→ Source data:
┄┄┄┄┄┄┄┄┄┄┄┄┄┄┄┄┄┄┄┄

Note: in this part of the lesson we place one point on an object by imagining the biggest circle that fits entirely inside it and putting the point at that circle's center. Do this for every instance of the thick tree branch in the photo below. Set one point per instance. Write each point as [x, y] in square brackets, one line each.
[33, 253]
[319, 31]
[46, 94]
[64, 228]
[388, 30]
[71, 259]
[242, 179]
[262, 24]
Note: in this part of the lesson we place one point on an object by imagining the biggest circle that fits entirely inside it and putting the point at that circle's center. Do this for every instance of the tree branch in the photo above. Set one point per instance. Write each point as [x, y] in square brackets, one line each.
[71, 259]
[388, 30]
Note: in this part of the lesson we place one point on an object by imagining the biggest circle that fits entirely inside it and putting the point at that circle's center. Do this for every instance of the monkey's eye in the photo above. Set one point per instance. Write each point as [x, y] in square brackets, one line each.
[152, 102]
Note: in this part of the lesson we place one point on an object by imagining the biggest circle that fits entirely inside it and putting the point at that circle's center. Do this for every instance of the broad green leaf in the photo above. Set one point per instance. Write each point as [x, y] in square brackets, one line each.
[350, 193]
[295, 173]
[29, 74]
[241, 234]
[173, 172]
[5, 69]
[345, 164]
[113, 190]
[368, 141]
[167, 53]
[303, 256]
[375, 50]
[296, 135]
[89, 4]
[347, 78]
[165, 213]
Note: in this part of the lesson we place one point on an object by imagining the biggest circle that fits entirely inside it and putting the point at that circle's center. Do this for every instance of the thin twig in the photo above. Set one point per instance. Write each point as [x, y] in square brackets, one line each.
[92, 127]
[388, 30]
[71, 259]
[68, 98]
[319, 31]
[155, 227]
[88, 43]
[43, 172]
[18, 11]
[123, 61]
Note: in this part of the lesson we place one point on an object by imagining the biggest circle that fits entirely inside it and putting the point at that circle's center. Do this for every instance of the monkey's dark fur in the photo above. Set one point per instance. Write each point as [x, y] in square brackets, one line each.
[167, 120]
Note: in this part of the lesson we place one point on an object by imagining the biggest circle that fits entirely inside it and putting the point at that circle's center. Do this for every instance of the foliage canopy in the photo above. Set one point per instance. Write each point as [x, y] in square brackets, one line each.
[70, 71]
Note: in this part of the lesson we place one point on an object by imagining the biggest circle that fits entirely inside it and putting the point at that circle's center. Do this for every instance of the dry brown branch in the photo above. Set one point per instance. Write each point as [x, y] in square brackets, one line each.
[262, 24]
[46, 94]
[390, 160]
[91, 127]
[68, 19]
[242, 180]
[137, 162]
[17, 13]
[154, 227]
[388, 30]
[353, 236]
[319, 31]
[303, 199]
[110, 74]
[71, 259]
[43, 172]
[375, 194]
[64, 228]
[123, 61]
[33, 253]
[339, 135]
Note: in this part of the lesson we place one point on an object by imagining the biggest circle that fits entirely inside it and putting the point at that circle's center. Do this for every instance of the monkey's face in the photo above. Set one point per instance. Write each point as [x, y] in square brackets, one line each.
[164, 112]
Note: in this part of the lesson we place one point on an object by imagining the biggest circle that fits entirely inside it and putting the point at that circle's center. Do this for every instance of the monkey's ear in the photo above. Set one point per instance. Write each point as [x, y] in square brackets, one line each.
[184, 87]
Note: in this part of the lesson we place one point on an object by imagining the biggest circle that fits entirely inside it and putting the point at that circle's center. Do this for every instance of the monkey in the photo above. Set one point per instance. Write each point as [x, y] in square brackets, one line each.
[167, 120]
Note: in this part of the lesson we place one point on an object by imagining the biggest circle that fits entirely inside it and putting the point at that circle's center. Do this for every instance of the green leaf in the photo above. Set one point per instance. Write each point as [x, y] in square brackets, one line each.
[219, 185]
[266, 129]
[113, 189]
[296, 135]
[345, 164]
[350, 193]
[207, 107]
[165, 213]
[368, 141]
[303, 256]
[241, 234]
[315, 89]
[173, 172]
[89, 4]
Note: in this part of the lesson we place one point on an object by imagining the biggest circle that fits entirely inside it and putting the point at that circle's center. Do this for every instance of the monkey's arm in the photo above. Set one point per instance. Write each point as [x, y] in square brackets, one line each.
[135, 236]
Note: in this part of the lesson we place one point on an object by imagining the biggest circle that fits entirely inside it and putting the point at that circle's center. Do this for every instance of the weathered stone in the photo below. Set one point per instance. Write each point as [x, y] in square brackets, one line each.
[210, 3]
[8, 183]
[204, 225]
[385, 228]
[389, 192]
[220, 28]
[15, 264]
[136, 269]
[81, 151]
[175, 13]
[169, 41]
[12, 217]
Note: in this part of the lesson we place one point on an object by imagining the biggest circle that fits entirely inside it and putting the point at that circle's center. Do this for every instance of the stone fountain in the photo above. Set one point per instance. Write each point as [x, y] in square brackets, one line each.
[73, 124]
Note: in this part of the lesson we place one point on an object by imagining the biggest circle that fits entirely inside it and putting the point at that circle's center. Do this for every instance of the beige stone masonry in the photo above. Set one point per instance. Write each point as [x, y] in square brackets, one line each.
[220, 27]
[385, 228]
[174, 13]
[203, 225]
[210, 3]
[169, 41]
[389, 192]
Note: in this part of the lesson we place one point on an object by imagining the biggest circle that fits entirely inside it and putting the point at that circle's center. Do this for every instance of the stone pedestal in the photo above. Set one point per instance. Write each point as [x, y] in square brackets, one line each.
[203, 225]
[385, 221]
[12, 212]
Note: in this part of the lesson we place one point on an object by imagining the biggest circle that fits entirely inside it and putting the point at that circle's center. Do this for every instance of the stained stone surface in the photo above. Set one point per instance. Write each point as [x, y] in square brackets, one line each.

┄┄┄┄┄┄┄┄┄┄┄┄┄┄┄┄┄┄┄┄

→ Exercise objective:
Once more, write out the records exactly as they are.

→ Final answer:
Note: in this part of the lesson we place one point on an object by imagining the biggest circle that fits entirely inside it and putting the point at that circle's center. Do this for every instance of the thick tree branch in the photo below. Set one point per instance. Write each point as [x, y] in square brackets, one line each.
[33, 253]
[319, 31]
[46, 94]
[64, 228]
[388, 30]
[71, 259]
[242, 179]
[262, 24]
Note: in this part of the lesson we place one point on an object by imagining the biggest circle that fits entirely inside it and putting the point at that circle's center. Do this for every instance of the tree branch in the photo above. Set one point per instance. Write each point as [x, y] in square brackets, one line each.
[71, 259]
[388, 30]
Note: in this part of the lesson we place one point on an object by imagining the biggest circle that fits entirely inside it and putting the point at that circle's center. Do this for every instance of the monkey's eye in the photo above. Set one point per instance. Write each point as [x, y] in square brackets, one line each.
[152, 102]
Note: in this part of the lesson we place one point on an object by imagining the biggest circle that fits entirely inside it and putting the point at that circle's center. Do this for every instance of the broad green leaf in the photo above. Set one point per instance. Write each point as [x, y] in square brackets, one line each.
[350, 193]
[295, 173]
[29, 74]
[241, 234]
[173, 172]
[5, 69]
[345, 164]
[113, 190]
[368, 141]
[167, 53]
[303, 256]
[375, 50]
[296, 135]
[89, 4]
[347, 78]
[165, 213]
Note: in this part of the lesson we place one point on an object by imagining the biggest circle that fits entirely inside it and putting the point at that circle's center. Do this for every instance of the thin twig in the photo above. Set one point per instance. Write each point as [x, y] in square brackets, one line each.
[92, 127]
[388, 30]
[71, 259]
[68, 98]
[319, 31]
[155, 227]
[88, 43]
[43, 172]
[18, 11]
[123, 61]
Note: in this part of the lesson we place one point on an object by imagining the biggest circle that fits entirely inside it and putting the point at that circle's center. Do this for every instance of the monkey's dark fur in the photo above. Set one point per instance. Write each point as [x, y] in square brackets, one line each.
[167, 120]
Note: in this part of the lesson we place one point on an object by imagining the biggest circle that fits entirely inside it and putting the point at that circle's center. Do this for every instance of the foliage canopy in the photo above. Set one point per instance. Write each point as [x, y] in square brackets, one line each.
[70, 71]
Note: in this part of the lesson we place one point on an object by imagining the biggest circle that fits entirely inside it and putting the point at that circle's center. Do this for every instance of the dry brown branch in the photo above. Set one point per instance. Write each point as [x, y] in square brackets, one line each.
[262, 24]
[46, 94]
[390, 160]
[91, 127]
[68, 19]
[242, 180]
[137, 162]
[17, 13]
[154, 227]
[388, 30]
[353, 236]
[319, 31]
[303, 199]
[110, 74]
[71, 259]
[43, 172]
[375, 194]
[64, 228]
[123, 61]
[33, 253]
[339, 135]
Note: in this part of the lesson we place one point on an object by imagining the biggest circle that fits entirely inside it and putting the point at that circle's center. Do this for every instance of the monkey's face in the photo above. Set one point per instance. Write each point as [x, y] in square brackets, one line each.
[164, 112]
Note: in this part of the lesson we place one point on an object by imagining the biggest circle that fits entirely inside it and putting the point at that circle's center. Do this for every instance of the monkey's ear in the photo above. Set one point per instance. Write each point as [x, y] in square brackets, one line each.
[184, 87]
Note: in this part of the lesson we place one point on an object by imagining the biggest circle that fits entirely inside it and putting the point at that circle's center. Do this for every instance of the monkey in the photo above. Set one point per instance. Write each point as [x, y] in square brackets, one line each.
[167, 120]
Note: in this part of the lesson we place one point on an object by imagining the biggest circle that fits entirely inside it and putting the point at that circle's center. Do this for every instance of the green leaf in the photo above. Set one point per instance. Write each point as [x, y] in square brackets, one line each.
[219, 185]
[266, 129]
[113, 189]
[296, 135]
[345, 164]
[350, 193]
[207, 107]
[165, 213]
[368, 141]
[303, 256]
[241, 234]
[315, 89]
[173, 172]
[89, 4]
Note: in this part of the lesson we place one point on an object by imagining the biggest circle that fits entirely inside it and putting the point at that circle's center. Do this for every instance of the monkey's arm in the photo above. Set one point per instance. Write each point as [x, y] in square brackets, one line each.
[135, 236]
Note: in this part of the lesson we place one point on an object by imagining the biggest circle that fits entirely inside it and putting the point at that circle's center. Do this for every instance of the weathered stone in the photo below. Set one point per instance. Write each point as [x, y] in square brackets, one line each.
[210, 3]
[8, 183]
[204, 225]
[385, 228]
[389, 192]
[220, 28]
[15, 264]
[136, 269]
[81, 151]
[175, 13]
[169, 41]
[12, 217]
Note: in this part of the lesson we place one point on an object by imagining the biggest circle that fits entirely inside it and putting the point at that circle's center. Do this for every instance of the stone fountain in the photo above. Set one point per instance. Write each point as [x, y] in square brackets, one line each.
[73, 124]
Note: in this part of the lesson we place one point on an object by imagining the biggest circle that fits entirely inside it and putting the point at that circle's center. Do this for every instance of the beige stone masonry in the photo above. Set one point per instance. Write each point as [x, y] in square brackets, one line each.
[220, 27]
[385, 228]
[174, 13]
[203, 225]
[210, 3]
[169, 41]
[389, 192]
Note: in this part of the lesson we place one point on an object by imagining the biggest circle that fits entirely inside it and putting the point at that circle's center. Do this for every instance of the stone pedestal in the photo above. Set one point per instance. Write each point as [x, y] in square brackets, one line each.
[203, 225]
[385, 221]
[12, 212]
Note: in this part of the lesson we place one point on an object by imagining the biggest circle that fits entirely inside it and putting the point at that circle's center. Do this for every instance of the stained stone surface in the photo above. Set one point per instance. Write each point as [x, y] in square brackets, one line each.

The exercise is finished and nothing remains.